• [MATERIAL PROVIDED]:
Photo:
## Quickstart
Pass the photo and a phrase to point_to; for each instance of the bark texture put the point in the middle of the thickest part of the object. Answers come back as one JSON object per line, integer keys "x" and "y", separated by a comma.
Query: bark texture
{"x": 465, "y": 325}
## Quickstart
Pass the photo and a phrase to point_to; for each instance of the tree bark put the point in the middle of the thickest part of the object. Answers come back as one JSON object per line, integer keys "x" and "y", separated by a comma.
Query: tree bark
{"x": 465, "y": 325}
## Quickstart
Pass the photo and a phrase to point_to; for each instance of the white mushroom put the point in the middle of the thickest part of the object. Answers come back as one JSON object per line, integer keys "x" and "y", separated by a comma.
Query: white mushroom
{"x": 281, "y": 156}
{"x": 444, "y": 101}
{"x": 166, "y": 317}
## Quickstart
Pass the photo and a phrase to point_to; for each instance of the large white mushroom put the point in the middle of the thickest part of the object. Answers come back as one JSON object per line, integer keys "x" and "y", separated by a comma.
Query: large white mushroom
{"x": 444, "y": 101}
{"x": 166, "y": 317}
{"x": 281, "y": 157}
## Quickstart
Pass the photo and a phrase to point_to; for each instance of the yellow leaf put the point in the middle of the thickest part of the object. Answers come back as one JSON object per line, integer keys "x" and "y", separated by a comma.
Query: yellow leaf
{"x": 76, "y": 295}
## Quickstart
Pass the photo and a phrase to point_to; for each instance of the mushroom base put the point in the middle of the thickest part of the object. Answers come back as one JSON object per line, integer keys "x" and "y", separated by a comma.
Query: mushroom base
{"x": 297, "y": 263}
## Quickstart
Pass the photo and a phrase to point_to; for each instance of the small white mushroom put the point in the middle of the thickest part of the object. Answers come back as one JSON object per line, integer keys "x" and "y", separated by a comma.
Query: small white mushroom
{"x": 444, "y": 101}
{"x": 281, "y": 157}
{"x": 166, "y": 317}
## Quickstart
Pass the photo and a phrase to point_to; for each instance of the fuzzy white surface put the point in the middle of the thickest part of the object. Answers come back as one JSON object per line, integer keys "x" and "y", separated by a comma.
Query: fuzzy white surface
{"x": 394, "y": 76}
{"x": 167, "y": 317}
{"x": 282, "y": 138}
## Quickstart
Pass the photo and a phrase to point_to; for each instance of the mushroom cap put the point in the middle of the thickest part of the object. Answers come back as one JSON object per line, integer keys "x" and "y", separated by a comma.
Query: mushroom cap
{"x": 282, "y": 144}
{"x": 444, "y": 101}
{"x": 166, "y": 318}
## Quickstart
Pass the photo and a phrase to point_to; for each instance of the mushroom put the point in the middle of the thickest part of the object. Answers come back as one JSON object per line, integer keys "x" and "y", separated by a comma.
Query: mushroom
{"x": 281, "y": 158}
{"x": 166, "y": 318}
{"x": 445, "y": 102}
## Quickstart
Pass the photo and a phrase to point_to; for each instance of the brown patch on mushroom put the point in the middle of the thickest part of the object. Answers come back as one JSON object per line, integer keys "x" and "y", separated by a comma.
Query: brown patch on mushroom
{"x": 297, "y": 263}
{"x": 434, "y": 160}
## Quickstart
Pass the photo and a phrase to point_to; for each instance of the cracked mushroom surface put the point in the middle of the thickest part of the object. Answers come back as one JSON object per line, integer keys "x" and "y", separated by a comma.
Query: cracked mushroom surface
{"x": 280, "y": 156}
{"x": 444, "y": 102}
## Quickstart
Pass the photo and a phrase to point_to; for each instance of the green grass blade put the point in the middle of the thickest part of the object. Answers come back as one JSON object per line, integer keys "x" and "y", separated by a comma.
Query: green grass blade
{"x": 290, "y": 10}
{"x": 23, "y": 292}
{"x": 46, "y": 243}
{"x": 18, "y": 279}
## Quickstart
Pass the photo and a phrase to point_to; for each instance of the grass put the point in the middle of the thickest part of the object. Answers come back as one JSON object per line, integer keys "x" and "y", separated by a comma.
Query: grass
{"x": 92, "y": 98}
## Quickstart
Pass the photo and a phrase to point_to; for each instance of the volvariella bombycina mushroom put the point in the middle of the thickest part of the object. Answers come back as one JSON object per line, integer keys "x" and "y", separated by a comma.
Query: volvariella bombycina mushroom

• [CHALLENGE]:
Output the entries verbatim.

• [FINISHED TASK]:
Photo:
## Quickstart
Pass the photo and a phrase to point_to; for each instance of the bark texture put the point in the middle of the thickest part of the object. Answers come back as one JSON object per line, integer keys "x" and "y", separated by a comma.
Query: bark texture
{"x": 465, "y": 325}
## Quickstart
Pass the photo and a phrase to point_to; for each instance of the tree bark put the point in the middle of the thickest part of the object. Answers come back as one JSON object per line, integer keys "x" and "y", separated by a comma.
Query: tree bark
{"x": 465, "y": 325}
## Quickstart
Pass the photo and a phrase to point_to; for each instance of the white mushroom put the point in the middle of the thickest part of the object. Answers come back as one JSON object per line, integer keys "x" and "y", separated by a comma.
Query: white mushroom
{"x": 281, "y": 156}
{"x": 444, "y": 101}
{"x": 166, "y": 317}
## Quickstart
Pass the photo and a phrase to point_to; for each instance of the large white mushroom put the point in the middle of the thickest part of the object. Answers come back as one JSON object per line, integer keys "x" and "y", separated by a comma.
Query: large white mushroom
{"x": 444, "y": 101}
{"x": 166, "y": 317}
{"x": 281, "y": 157}
## Quickstart
Pass the photo and a phrase to point_to; for each instance of the yellow leaf put the point in the middle of the thickest part of the object. Answers come back as one JSON object per line, integer keys "x" and "y", separated by a comma.
Query: yellow leaf
{"x": 76, "y": 295}
## Quickstart
Pass the photo and a phrase to point_to; for each instance of the mushroom base put the point in the middle of the thickest part of the object. Answers come back as one JSON object per line, integer keys "x" and "y", separated by a comma.
Query: mushroom base
{"x": 297, "y": 263}
## Quickstart
Pass the photo and a phrase to point_to; for each instance of the small white mushroom put the point in the middle of the thickest part of the object. Answers come back as one JSON object per line, integer keys "x" and "y", separated by a comma.
Query: small white mushroom
{"x": 444, "y": 101}
{"x": 281, "y": 157}
{"x": 166, "y": 317}
## Quickstart
Pass the photo and a phrase to point_to; for each instance of the fuzzy white surface put the point in the middle of the thickest part of the object. Answers come back as one JSON object per line, integer keys "x" and "y", separated by a comma.
Query: fuzzy white surface
{"x": 394, "y": 76}
{"x": 167, "y": 317}
{"x": 282, "y": 138}
## Quickstart
Pass the photo and a phrase to point_to; for each instance of the mushroom cap put the point in the middle of the thickest part of the object. Answers come back as one JSON object per line, integer keys "x" and "y", separated by a comma.
Query: mushroom cap
{"x": 282, "y": 144}
{"x": 444, "y": 101}
{"x": 166, "y": 318}
## Quickstart
Pass the photo and a phrase to point_to; for each instance of the mushroom put the point in the middle of the thickest part of the object. Answers come back as one JSON object per line, integer keys "x" and "y", separated by a comma.
Query: mushroom
{"x": 281, "y": 158}
{"x": 166, "y": 318}
{"x": 445, "y": 102}
## Quickstart
Pass the photo and a phrase to point_to; for each instance of the brown patch on mushroom put the point in the middle of the thickest part of the object. Answers come back as one JSON object per line, integer keys "x" and "y", separated by a comma.
Query: brown patch on mushroom
{"x": 297, "y": 263}
{"x": 434, "y": 160}
## Quickstart
Pass the photo and a phrase to point_to; for each instance of the cracked mushroom surface put the point in the middle of the thickest part of the object. Answers come back as one JSON object per line, integer keys "x" and "y", separated by a comma.
Query: cracked mushroom surface
{"x": 280, "y": 156}
{"x": 444, "y": 102}
## Quickstart
Pass the photo and a phrase to point_to; for each instance of the green grass blade put the point in the middle of the thickest part of the object. Answers come back as one JSON object per line, integer keys "x" and "y", separated by a comma.
Query: green grass blade
{"x": 290, "y": 10}
{"x": 23, "y": 292}
{"x": 46, "y": 243}
{"x": 18, "y": 279}
## Quickstart
Pass the photo and a phrase to point_to; for each instance of the grass put the point in the middle of the thickest part of the object. Answers come back as one JSON object per line, integer keys "x" and "y", separated by a comma.
Query: grass
{"x": 92, "y": 98}
## Quickstart
Pass the photo and a phrase to point_to; for each instance of the volvariella bombycina mushroom put the point in the middle of the thickest part of the object. Answers come back as one JSON object per line, integer keys "x" and "y", separated by a comma.
Query: volvariella bombycina mushroom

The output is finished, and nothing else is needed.